--- Supplied information ---

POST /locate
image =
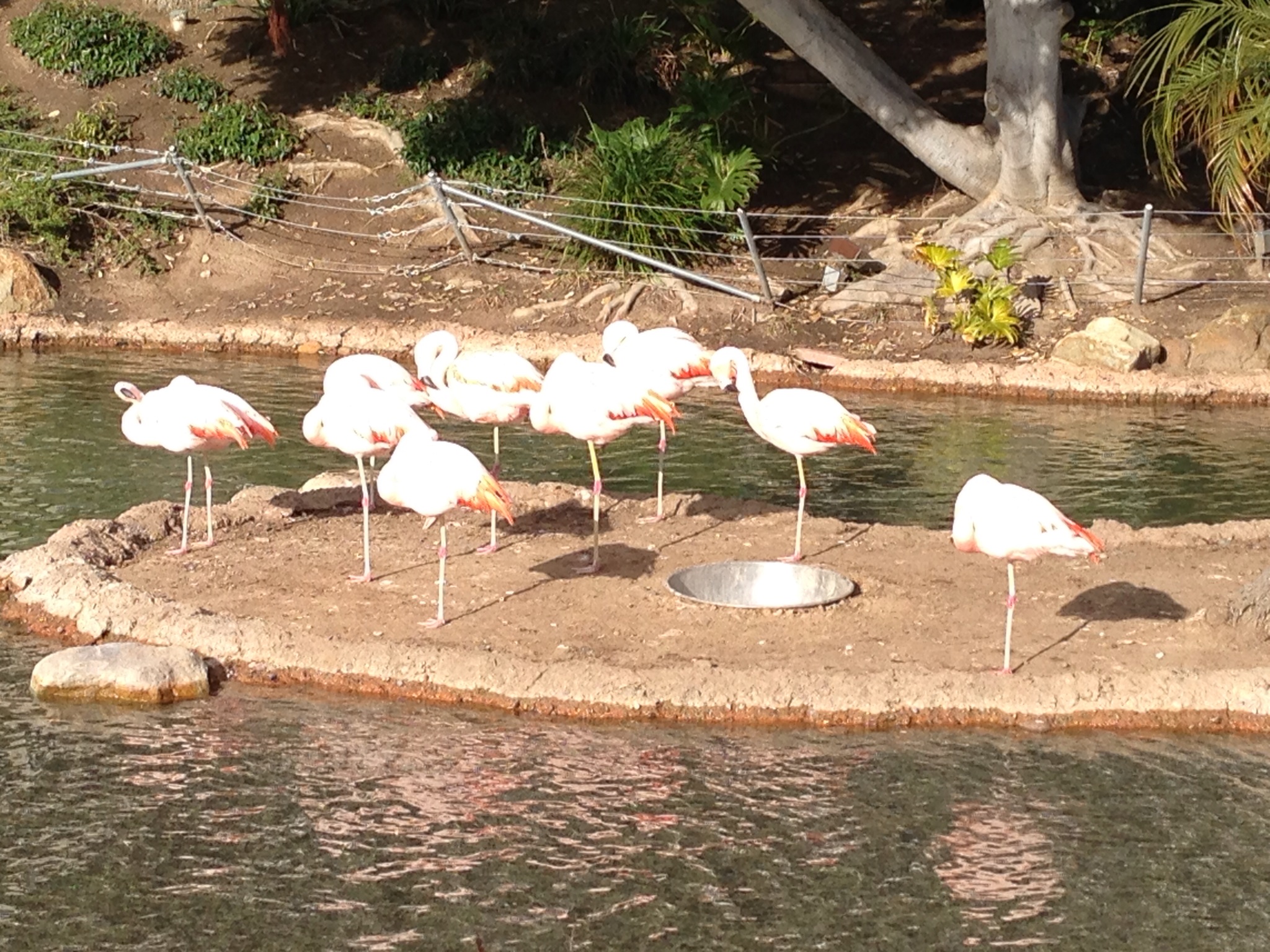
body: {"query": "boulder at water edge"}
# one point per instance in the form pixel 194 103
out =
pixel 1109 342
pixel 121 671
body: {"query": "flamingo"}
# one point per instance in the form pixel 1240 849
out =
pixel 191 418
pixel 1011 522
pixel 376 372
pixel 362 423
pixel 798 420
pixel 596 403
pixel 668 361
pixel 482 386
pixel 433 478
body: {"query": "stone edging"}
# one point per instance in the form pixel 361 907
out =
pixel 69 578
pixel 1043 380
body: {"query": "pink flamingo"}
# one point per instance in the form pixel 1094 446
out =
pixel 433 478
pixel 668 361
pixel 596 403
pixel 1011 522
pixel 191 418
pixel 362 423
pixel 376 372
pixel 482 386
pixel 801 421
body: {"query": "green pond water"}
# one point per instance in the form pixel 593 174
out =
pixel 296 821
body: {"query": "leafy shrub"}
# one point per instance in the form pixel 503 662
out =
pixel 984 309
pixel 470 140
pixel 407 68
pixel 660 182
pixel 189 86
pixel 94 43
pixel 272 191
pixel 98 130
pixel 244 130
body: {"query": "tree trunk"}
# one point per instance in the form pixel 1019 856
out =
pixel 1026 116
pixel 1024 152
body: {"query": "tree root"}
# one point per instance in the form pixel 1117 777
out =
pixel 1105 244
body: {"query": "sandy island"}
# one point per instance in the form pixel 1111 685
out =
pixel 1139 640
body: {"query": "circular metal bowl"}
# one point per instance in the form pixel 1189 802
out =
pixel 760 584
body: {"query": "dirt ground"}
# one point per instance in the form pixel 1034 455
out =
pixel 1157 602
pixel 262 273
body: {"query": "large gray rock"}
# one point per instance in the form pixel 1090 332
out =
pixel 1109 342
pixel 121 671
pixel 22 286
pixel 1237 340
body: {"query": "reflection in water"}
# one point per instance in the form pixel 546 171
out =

---

*Directions for this task*: Working from the lines above, reproduce the material exactly and exclude its pictures.

*Exercise response*:
POST /locate
image =
body: {"query": "boulder at water edge"}
# one point per instance in the form pixel 194 103
out =
pixel 1109 342
pixel 121 671
body: {"query": "flamingo"}
# one point per instance in the form pixel 1240 849
out =
pixel 191 418
pixel 1011 522
pixel 376 372
pixel 362 423
pixel 798 420
pixel 596 403
pixel 668 361
pixel 482 386
pixel 433 478
body: {"query": "stone edging"}
# one point per instance in the form pixel 361 907
out =
pixel 69 578
pixel 1043 380
body: {"query": "pink flamingo"}
# one point per instance in the form pixel 1094 446
out =
pixel 433 478
pixel 668 361
pixel 596 403
pixel 1011 522
pixel 191 418
pixel 362 423
pixel 376 372
pixel 482 386
pixel 801 421
body: {"query": "green pond water"}
# one point per instance in the form pixel 593 174
out =
pixel 296 821
body: {"query": "leafy shrub"}
# one point per instance in the form pixel 503 662
out =
pixel 984 309
pixel 470 140
pixel 407 68
pixel 660 182
pixel 189 86
pixel 94 43
pixel 272 191
pixel 98 130
pixel 244 130
body: {"query": "tree trunk"}
# one point per instance in the form pixel 1019 856
out =
pixel 1026 116
pixel 1024 152
body: {"query": "tree root"}
# one point per instance in the form pixel 1117 777
out =
pixel 1105 244
body: {"query": "sandy island"}
# one point per instance in the form pixel 1111 685
out =
pixel 1139 640
body: {"query": "circular metal bowl"}
# one point per instance in the form pixel 1189 802
out =
pixel 760 584
body: {"query": "dirt ground"}
# one point per instance in the form pixel 1034 455
out =
pixel 1157 602
pixel 262 273
body: {"query": "large gray rock"}
# one point per instance in the form pixel 1090 332
out =
pixel 1109 342
pixel 121 671
pixel 22 286
pixel 1237 340
body: {"query": "reflection in water"}
# one point per instance in the form pixel 546 171
out =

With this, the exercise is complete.